→ **Work to complete**:
Answer these questions from the post on DKIM records:
(a) To which kind of address does the post suggest sending a test email?
(b) Which DNS provider does the writer use?
(c) Which selector is used for the second set of records?

→ **Excerpt provided**:
I think you are fine - even with multiple, it should be fine.
To test it, send an email to an outlook.com address (probably works to gmail and others, but not aol) and look at the headers. If you are happy with the format, don't worry about it.
This is from my tenant with several domains - i didn't set up records for this domain and the header shows this for the DKIM:
Code:
DKIM-Signature: v=1; a=rsa-sha256; c=relaxed/relaxed;
d=mytenant.onmicrosoft.com; s=selector1-mydomain-net;
h=From:Date:Subject:Message-ID:Contenanttent-Type:MIME-Version;
bh={hash code}; b={signed field}
I set up a custom DKIM record for it (to verify the steps works) and now the DKIM in the header looks like this:
Code:
DKIM-Signature: v=1; a=rsa-sha256; c=relaxed/relaxed; d= mydomain-net;
s=selector1; h=From:Date:Subject:Message-ID:Content-Type:MIME-Version;
bh={hash code}; b={signed field}
For DKIM, you need 2 records - i use godaddy for dns and used these values:
CNAME is selector1._domainkey
Points to selector1-mydomain-net._domainkey.mytenant.onmicrosoft.com
Create a second set using selector2 instead of selector1.

→ **Excerpted records**:
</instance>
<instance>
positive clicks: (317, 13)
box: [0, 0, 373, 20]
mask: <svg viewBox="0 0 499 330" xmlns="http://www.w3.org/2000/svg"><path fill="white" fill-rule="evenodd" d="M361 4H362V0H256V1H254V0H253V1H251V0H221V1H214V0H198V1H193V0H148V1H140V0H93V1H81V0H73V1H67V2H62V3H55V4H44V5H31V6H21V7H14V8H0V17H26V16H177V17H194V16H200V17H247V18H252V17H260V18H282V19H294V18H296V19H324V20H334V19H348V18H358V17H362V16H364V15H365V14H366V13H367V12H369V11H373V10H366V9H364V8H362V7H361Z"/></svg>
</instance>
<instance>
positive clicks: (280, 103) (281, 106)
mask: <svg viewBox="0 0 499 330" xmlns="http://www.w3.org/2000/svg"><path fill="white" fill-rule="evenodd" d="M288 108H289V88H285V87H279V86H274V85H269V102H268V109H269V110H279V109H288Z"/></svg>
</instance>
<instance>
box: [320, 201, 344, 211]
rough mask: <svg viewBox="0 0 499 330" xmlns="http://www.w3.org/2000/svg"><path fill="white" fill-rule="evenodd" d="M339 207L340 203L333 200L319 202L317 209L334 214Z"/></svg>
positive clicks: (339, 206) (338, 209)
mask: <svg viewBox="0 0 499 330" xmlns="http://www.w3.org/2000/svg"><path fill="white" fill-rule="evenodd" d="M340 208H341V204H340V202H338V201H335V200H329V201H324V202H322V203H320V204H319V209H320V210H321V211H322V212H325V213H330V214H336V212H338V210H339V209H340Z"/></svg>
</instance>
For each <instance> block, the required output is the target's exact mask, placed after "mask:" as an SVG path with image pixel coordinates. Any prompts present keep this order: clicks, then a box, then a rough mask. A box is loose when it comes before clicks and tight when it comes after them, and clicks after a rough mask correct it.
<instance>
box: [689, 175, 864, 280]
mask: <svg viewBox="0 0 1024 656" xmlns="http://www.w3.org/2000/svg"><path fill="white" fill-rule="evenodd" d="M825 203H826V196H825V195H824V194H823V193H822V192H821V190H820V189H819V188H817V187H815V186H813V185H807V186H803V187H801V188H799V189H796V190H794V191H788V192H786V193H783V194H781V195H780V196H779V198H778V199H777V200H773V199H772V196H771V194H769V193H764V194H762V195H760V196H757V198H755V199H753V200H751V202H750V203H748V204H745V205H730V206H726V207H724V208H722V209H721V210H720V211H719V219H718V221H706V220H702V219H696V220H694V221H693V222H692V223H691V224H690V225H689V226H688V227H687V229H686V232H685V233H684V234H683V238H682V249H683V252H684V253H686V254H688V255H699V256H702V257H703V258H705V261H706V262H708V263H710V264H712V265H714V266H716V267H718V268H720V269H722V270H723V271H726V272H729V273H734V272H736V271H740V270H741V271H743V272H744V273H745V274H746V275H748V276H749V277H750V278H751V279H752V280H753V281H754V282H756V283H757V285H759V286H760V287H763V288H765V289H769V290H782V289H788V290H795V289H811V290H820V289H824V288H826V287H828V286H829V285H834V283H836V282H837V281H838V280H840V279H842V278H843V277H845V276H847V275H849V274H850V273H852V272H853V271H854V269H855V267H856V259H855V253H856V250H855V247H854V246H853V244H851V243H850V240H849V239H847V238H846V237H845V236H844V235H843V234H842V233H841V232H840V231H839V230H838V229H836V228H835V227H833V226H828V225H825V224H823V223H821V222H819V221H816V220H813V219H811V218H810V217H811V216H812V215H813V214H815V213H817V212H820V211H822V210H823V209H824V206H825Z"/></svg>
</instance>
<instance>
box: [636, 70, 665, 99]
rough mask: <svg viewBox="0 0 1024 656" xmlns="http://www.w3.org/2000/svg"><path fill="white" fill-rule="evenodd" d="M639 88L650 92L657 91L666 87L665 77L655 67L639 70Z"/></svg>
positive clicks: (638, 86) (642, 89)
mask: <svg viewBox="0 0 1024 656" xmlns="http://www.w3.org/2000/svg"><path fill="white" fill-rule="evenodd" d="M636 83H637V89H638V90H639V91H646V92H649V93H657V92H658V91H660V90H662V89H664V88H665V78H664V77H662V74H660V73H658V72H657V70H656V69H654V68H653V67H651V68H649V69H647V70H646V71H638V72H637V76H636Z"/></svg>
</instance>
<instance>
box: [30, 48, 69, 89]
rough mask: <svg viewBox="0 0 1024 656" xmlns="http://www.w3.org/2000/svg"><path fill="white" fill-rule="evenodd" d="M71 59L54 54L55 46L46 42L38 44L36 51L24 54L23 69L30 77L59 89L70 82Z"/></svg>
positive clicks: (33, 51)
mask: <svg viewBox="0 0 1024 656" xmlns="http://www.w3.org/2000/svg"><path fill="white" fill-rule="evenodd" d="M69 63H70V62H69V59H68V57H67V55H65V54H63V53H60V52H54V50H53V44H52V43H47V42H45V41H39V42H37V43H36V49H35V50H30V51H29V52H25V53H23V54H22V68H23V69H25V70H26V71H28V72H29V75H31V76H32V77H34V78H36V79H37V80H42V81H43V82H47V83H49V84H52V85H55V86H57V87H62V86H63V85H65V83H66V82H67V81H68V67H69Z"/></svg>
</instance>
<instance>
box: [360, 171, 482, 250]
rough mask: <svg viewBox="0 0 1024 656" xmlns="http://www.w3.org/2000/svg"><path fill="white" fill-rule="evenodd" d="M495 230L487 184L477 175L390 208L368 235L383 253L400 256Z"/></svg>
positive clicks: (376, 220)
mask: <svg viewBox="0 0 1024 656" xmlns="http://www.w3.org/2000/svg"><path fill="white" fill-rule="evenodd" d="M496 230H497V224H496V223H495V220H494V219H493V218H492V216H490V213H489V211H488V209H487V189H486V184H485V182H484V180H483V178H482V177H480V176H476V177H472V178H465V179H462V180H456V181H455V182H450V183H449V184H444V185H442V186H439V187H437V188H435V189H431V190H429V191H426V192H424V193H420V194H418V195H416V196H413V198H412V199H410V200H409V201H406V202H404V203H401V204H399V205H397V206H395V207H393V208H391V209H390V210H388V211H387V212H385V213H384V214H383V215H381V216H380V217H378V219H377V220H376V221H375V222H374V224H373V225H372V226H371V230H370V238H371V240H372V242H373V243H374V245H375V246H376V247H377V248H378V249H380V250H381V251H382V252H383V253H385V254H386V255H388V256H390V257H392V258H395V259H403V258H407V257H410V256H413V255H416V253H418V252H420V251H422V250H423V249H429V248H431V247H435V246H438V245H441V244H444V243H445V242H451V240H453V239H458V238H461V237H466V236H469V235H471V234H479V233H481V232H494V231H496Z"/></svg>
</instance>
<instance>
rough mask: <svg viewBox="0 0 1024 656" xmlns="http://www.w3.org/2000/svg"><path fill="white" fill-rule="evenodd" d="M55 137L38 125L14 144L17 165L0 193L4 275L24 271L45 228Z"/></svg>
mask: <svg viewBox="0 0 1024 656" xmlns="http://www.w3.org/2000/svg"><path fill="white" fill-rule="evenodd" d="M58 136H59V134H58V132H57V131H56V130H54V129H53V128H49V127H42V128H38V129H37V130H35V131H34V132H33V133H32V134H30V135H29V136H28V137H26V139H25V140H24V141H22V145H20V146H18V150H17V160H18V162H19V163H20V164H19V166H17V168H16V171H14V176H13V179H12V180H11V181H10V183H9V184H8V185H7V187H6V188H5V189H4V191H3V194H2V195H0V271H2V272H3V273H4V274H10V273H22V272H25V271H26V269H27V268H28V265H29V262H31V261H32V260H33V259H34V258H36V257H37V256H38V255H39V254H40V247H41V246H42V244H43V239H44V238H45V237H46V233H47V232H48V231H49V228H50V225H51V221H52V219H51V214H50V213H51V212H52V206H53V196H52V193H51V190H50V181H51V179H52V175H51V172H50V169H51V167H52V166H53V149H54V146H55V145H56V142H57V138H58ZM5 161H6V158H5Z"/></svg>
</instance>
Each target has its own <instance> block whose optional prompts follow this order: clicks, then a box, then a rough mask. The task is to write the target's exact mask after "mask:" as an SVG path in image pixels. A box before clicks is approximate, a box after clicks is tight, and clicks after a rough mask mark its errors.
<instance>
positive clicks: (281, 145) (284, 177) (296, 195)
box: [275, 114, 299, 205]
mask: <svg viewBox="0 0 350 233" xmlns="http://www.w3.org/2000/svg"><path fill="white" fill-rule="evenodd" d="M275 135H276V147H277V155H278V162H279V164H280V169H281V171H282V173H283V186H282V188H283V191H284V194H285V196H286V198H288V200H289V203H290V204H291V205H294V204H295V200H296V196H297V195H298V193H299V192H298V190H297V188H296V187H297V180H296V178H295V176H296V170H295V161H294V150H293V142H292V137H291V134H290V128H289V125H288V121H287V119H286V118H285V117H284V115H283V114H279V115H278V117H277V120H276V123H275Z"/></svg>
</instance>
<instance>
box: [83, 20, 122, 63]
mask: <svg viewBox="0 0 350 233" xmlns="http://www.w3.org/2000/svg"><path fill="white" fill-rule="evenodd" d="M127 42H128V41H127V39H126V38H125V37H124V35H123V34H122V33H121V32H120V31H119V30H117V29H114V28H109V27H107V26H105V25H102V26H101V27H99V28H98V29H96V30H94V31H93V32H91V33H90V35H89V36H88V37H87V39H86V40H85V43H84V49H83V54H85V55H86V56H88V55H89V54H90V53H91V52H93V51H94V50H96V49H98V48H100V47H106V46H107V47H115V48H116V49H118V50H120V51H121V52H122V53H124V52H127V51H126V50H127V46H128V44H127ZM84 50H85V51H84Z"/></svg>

→ **Exercise output**:
(a) An outlook.com address.
(b) GoDaddy.
(c) selector2.